The data Start Marker

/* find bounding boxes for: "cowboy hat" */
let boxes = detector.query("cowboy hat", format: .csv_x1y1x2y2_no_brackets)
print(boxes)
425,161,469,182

The data End Marker
The data Start Marker

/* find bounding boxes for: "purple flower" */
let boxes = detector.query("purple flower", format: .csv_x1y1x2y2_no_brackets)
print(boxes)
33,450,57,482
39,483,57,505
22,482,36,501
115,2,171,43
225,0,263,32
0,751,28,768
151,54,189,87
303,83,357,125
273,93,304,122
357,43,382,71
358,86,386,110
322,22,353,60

The data End Marker

(Work order) Every line above that contains the word "flower" should be reported.

(Exercise answer)
/* find bounding boxes for: "purple flower" */
let boxes = detector.query("purple flower", format: .csv_x1y1x2y2_no_brackets)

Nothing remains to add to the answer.